- What you are asked to do
Retype the entries below word for word, leaving out every picture.

- Task data
◇ ◇ ◇ ◇ ◇

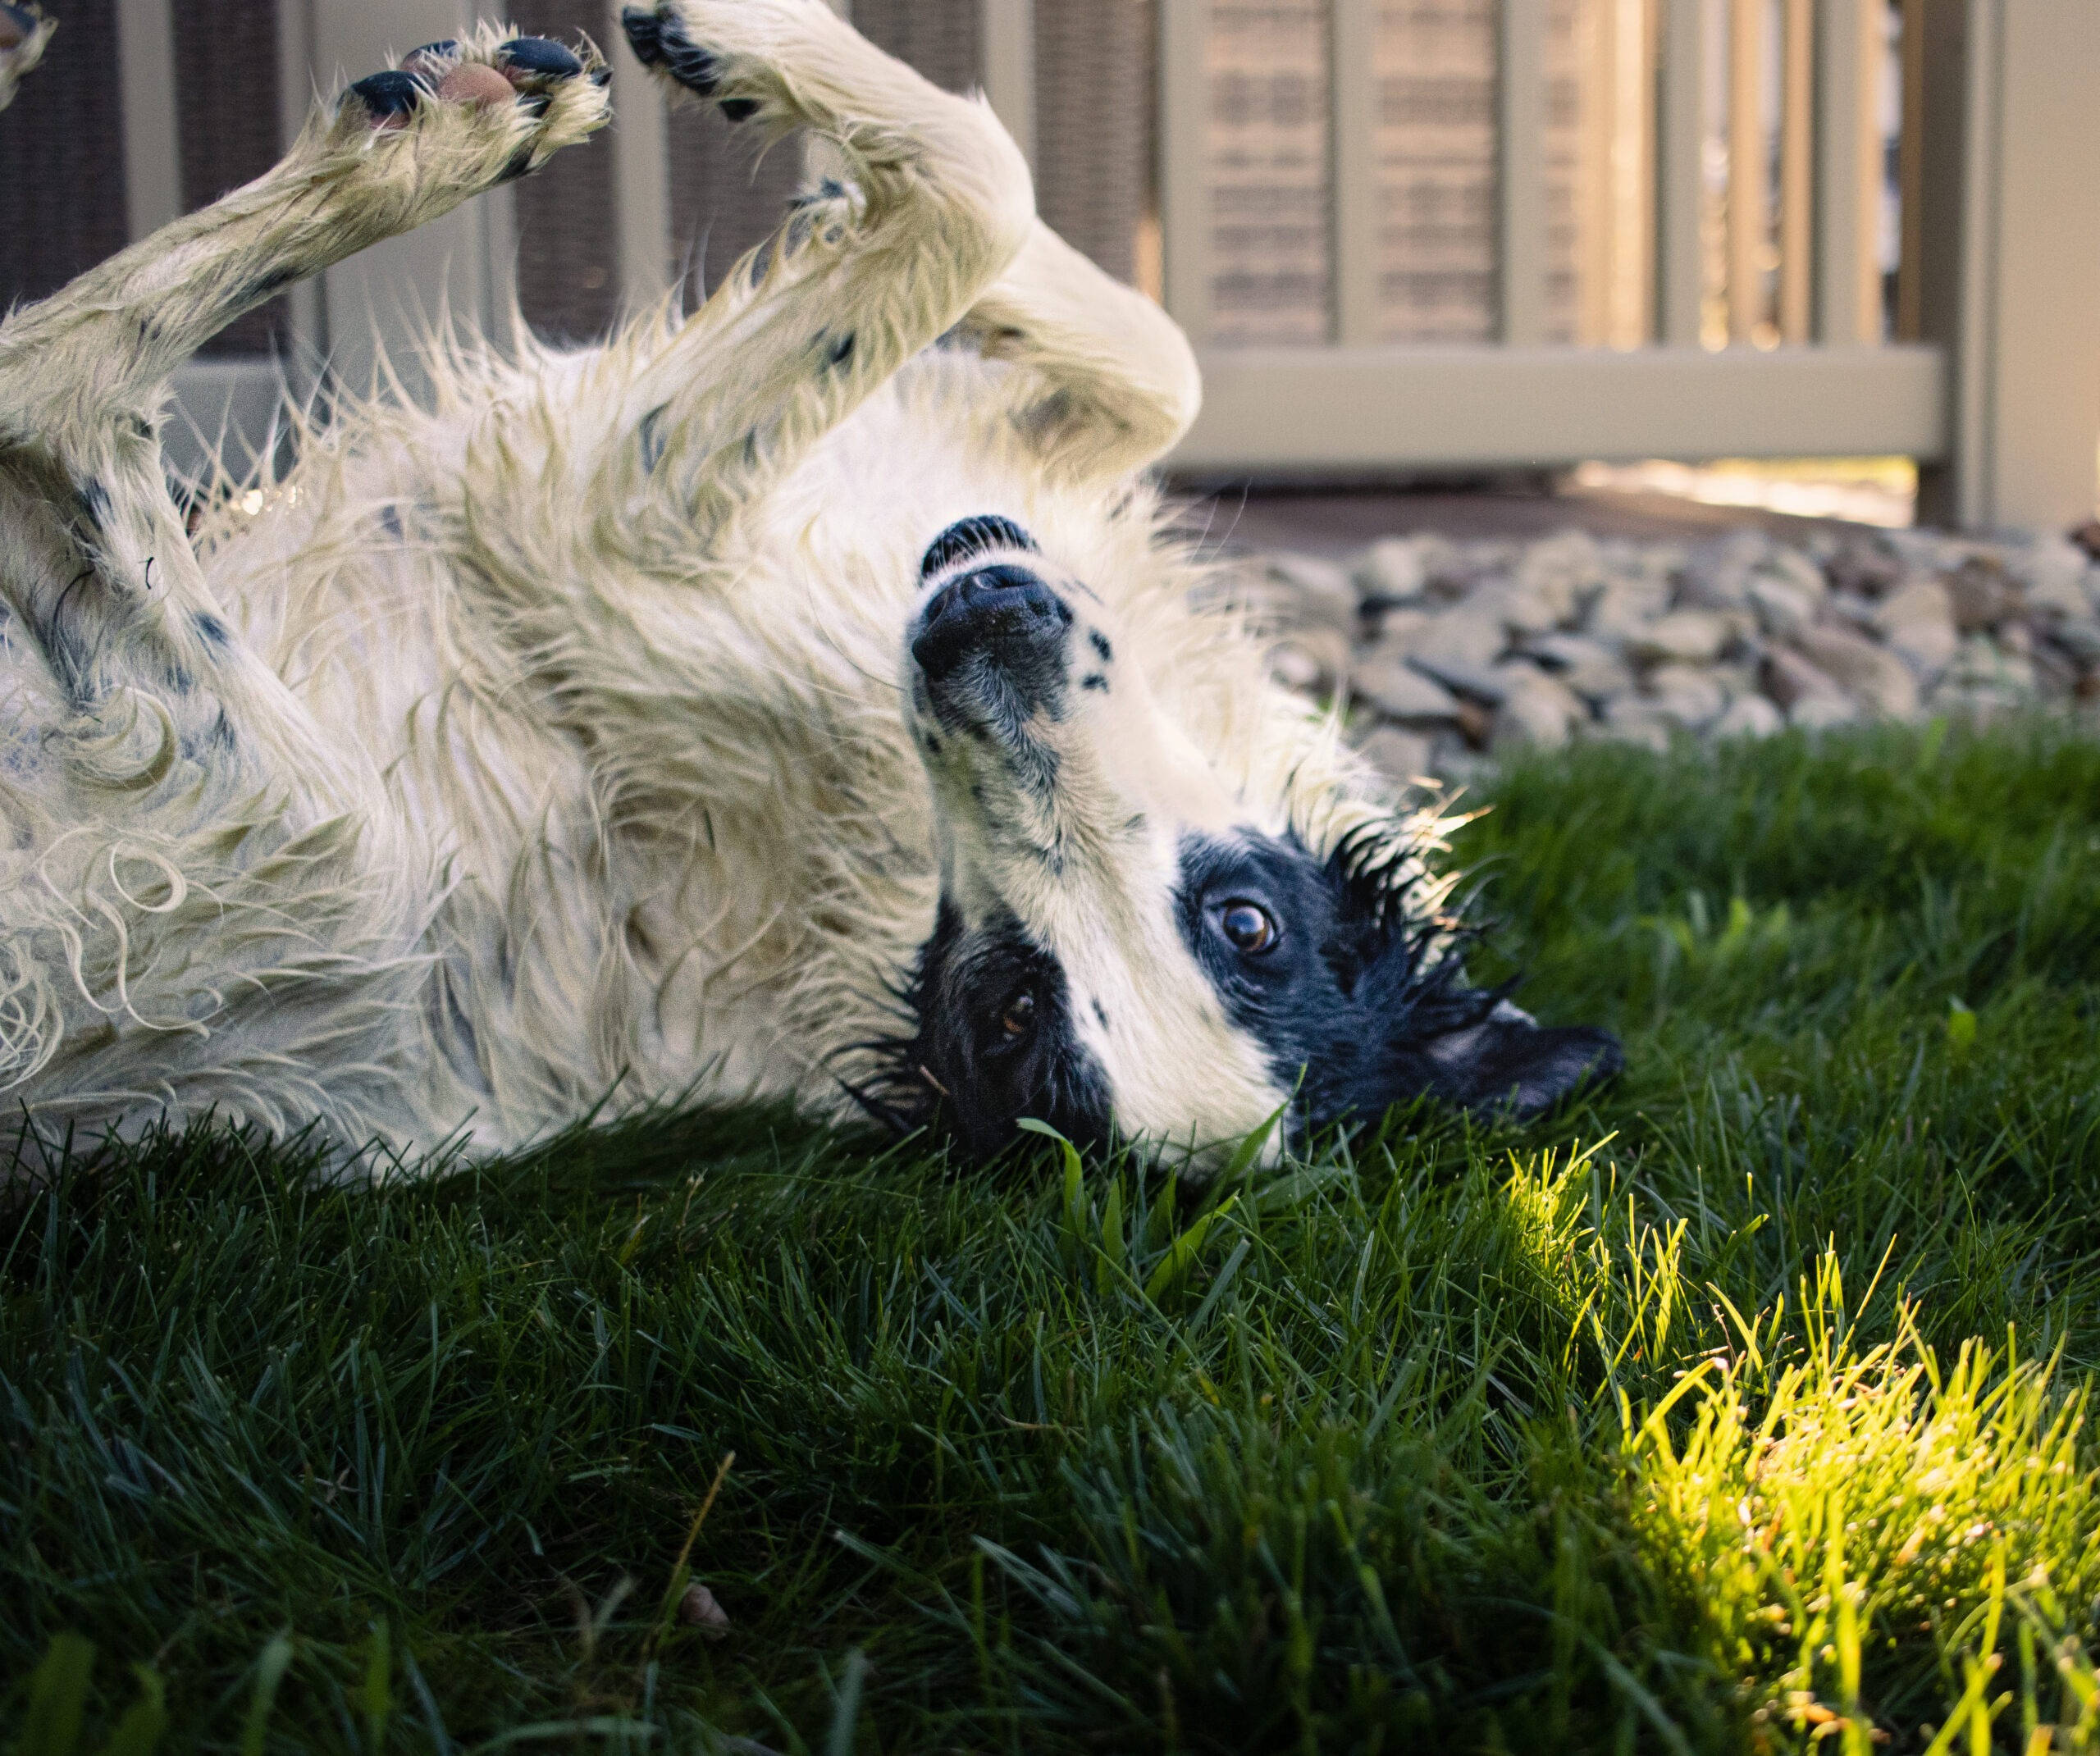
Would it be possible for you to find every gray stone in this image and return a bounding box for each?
[1711,694,1785,740]
[1491,668,1586,751]
[1678,529,1772,609]
[1469,580,1561,638]
[1747,573,1819,641]
[1626,609,1732,665]
[1762,546,1829,601]
[1266,552,1361,632]
[1643,663,1728,730]
[1585,577,1672,641]
[1762,647,1848,712]
[1269,626,1352,691]
[1945,557,2011,632]
[1874,577,1958,677]
[2047,615,2100,667]
[1513,529,1608,625]
[1352,657,1463,723]
[2012,538,2091,619]
[1357,536,1427,605]
[1796,626,1920,718]
[1409,609,1509,672]
[1522,632,1637,704]
[1354,725,1435,786]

◇ ◇ ◇ ◇ ◇

- Exercise output
Would it be possible for you to find every gray stone in this image and return a bounding box for each?
[1711,694,1785,740]
[1491,668,1586,751]
[1678,529,1772,609]
[1469,580,1561,638]
[1747,573,1819,641]
[1626,609,1732,665]
[1762,546,1829,601]
[1266,552,1361,632]
[1643,663,1728,730]
[1585,577,1672,641]
[1762,647,1848,712]
[1269,626,1352,691]
[1945,557,2011,632]
[1874,577,1958,677]
[2047,615,2100,667]
[1513,529,1608,625]
[1352,657,1463,723]
[2012,538,2091,619]
[1357,536,1427,605]
[1796,626,1920,718]
[1409,609,1509,672]
[1522,632,1637,704]
[1354,725,1435,786]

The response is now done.